┌─ PAGE EXTRACT

- Design documentation
- Setup - Docker (recommended)
- Setup - local environment (advanced)
- Testing the API (i.e. submitting tasks)
- Creating database migrations
- Coding Conventions
The design documentation file has some detail as to how the API server hands off tasks to compute backends and performs file marshalling.
Although some config defaults are provided in config.py
, we do not recommend editing this file. Instead, to override the FOO
configuration parameters simply set APP_FOO
as an environment variable and Flask will automatically pick it up.
The Batch backend will create a pool per TES Task submitted against the API and then run one task on the pool for each executor supplied in the TES Task.
When debugging, fix your requests to a single batch pool by setting the DEBUG_HARDCODED_BATCH_POOL_ID
parameter to your Batch pool ID. If this variable is not set, a new pool will be created for each TES task (preferred in production for data isolation)

└─

- ASSIGNED TASK 1 -
Answer these questions using the API server notes:
(a) Which file provides some config defaults?
(b) What environment variable is set to override the FOO configuration parameters?
(c) Which parameter fixes requests to a single batch pool when debugging?
- ASSIGNED TASK 2 -
Reproduce the passage of the API server notes starting with "- Testing the" and going on through "performs file marshalling.".

┌─ DATA

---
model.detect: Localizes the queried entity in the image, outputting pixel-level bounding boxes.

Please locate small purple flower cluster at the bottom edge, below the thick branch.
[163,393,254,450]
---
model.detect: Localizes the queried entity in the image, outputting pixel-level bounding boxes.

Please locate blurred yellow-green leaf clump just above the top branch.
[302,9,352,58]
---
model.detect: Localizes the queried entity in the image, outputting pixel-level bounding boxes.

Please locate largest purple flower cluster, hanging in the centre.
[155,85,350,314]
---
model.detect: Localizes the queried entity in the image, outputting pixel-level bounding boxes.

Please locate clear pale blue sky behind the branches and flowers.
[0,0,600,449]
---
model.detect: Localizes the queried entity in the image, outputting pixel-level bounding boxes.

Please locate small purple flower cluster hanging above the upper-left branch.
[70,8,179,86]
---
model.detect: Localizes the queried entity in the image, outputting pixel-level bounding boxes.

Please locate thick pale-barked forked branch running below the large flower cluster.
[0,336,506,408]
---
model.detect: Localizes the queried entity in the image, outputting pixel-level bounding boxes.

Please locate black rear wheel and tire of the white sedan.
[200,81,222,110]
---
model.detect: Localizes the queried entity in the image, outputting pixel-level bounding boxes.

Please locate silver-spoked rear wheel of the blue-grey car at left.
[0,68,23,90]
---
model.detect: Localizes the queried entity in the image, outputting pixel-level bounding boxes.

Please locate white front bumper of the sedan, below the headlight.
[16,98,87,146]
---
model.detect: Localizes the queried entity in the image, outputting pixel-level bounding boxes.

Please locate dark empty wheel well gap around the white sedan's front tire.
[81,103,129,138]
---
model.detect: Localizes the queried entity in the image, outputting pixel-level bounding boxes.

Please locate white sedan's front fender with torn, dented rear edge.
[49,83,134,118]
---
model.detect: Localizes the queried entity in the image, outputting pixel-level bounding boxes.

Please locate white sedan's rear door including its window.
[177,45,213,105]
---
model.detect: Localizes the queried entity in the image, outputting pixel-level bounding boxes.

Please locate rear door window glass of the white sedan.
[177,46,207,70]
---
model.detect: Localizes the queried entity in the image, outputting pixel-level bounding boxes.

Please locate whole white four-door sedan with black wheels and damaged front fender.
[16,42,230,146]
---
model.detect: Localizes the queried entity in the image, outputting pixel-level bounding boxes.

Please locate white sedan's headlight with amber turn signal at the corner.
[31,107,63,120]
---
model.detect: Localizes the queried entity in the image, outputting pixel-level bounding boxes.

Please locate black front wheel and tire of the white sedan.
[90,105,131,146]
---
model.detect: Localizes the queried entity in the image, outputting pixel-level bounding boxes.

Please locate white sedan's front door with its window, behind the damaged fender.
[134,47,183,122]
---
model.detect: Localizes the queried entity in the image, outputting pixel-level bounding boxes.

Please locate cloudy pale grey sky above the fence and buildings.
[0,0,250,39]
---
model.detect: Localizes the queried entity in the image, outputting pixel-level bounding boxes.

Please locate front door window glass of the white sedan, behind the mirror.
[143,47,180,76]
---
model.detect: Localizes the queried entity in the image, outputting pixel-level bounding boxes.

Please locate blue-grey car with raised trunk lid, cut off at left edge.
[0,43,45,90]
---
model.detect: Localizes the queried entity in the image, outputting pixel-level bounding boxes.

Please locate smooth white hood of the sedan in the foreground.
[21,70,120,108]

└─
┌─ DATA

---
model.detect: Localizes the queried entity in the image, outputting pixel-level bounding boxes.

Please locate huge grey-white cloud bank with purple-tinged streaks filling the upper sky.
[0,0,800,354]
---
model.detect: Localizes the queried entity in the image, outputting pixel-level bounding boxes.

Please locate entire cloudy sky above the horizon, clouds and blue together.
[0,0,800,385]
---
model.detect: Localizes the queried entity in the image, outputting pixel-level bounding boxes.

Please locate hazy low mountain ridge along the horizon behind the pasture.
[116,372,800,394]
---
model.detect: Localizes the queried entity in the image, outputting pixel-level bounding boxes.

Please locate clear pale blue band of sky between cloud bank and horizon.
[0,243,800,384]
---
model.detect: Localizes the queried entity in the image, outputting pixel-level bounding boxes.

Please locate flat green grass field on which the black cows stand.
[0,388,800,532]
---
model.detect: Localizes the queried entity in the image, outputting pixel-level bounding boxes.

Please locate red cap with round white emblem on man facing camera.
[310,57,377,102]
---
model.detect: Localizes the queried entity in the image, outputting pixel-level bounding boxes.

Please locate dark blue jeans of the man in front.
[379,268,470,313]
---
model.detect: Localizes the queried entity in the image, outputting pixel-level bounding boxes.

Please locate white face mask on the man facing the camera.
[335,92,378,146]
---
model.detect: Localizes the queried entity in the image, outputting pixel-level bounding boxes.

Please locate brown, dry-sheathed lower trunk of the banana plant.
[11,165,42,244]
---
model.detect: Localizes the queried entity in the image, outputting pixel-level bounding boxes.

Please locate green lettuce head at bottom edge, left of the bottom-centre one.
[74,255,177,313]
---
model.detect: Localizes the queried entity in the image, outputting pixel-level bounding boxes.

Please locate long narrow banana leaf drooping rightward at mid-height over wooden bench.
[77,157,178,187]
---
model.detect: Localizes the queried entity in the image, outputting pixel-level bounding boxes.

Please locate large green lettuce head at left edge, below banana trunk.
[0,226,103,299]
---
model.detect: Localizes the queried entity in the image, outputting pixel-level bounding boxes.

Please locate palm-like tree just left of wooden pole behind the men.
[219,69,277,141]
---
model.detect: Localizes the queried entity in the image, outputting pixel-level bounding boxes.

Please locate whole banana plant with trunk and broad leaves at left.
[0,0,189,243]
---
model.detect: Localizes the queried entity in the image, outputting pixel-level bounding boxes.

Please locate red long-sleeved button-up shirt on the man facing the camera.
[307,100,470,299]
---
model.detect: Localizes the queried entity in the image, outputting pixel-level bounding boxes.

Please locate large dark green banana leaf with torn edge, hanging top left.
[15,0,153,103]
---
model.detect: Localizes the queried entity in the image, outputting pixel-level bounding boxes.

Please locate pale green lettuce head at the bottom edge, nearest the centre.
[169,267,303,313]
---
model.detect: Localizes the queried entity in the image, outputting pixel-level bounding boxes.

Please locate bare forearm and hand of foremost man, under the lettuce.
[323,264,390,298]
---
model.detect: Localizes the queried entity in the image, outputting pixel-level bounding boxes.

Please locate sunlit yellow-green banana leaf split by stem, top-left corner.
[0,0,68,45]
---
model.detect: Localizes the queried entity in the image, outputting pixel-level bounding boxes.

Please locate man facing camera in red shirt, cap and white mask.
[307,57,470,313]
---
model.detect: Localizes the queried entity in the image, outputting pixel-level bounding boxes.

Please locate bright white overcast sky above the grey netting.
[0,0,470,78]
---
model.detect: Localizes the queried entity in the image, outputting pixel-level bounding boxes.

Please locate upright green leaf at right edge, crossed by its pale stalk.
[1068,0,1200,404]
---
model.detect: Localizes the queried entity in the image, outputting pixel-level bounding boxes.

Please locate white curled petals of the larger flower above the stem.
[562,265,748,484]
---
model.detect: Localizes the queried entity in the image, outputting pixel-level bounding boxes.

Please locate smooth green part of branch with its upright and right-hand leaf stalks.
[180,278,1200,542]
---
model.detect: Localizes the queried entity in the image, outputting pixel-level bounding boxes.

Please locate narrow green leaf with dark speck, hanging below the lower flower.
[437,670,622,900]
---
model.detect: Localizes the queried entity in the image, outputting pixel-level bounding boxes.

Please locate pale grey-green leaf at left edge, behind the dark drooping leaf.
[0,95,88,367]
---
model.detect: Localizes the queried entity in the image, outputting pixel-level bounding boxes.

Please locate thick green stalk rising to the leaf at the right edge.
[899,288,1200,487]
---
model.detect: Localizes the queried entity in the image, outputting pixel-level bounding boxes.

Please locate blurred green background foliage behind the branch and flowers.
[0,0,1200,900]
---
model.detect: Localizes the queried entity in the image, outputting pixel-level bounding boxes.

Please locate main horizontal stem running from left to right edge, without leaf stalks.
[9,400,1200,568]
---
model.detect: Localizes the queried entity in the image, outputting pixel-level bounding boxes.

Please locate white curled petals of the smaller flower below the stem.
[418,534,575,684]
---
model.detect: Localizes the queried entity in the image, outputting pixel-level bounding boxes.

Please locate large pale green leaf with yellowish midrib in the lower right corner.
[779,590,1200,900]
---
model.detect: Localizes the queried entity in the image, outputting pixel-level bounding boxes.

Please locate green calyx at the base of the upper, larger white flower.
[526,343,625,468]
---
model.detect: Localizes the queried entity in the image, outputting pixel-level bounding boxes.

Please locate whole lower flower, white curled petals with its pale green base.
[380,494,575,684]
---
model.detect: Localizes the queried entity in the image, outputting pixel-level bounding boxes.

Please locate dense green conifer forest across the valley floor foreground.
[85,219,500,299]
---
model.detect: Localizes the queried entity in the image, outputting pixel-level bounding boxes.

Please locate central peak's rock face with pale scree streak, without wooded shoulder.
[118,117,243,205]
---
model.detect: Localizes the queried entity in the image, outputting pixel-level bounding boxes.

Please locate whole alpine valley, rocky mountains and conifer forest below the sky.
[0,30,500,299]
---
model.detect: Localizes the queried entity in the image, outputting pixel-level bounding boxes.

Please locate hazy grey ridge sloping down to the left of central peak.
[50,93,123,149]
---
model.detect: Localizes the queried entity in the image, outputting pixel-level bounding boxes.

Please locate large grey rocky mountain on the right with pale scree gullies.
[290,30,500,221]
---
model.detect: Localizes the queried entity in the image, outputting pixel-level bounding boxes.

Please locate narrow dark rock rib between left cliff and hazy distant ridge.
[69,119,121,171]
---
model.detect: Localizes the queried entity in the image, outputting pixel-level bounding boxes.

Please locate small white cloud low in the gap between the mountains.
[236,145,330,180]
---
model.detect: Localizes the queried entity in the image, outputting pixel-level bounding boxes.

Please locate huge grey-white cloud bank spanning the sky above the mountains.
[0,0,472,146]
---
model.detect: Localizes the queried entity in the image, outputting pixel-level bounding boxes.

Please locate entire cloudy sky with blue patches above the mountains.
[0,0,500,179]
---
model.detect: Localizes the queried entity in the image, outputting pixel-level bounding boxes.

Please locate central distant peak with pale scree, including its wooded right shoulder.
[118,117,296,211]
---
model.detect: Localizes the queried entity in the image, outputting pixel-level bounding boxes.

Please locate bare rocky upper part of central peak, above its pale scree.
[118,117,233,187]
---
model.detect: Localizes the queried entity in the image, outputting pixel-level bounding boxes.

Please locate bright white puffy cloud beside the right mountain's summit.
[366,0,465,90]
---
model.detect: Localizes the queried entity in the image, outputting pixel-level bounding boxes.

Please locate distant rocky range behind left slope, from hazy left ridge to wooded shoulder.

└─

- WRITTEN RESPONSE 1 -
(a) config.py
(b) APP_FOO
(c) DEBUG_HARDCODED_BATCH_POOL_ID

- WRITTEN RESPONSE 2 -
- Testing the API (i.e. submitting tasks)
- Creating database migrations
- Coding Conventions
The design documentation file has some detail as to how the API server hands off tasks to compute backends and performs file marshalling.